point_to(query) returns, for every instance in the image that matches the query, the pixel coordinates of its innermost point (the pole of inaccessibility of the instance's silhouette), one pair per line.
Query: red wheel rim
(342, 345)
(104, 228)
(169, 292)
·····
* _GOAL_
Please recast the entries above as a JSON list of strings, one string for each line, leaving out any blank lines.

* _REPLY TO THE TASK_
[
  "point_to(query) returns, for every instance in the image that matches the query, the pixel coordinates of its innermost point (the pole of inaccessibility of the instance's silhouette), one pair per line.",
  "Query: red wheel rim",
  "(342, 345)",
  "(104, 228)",
  "(169, 292)"
]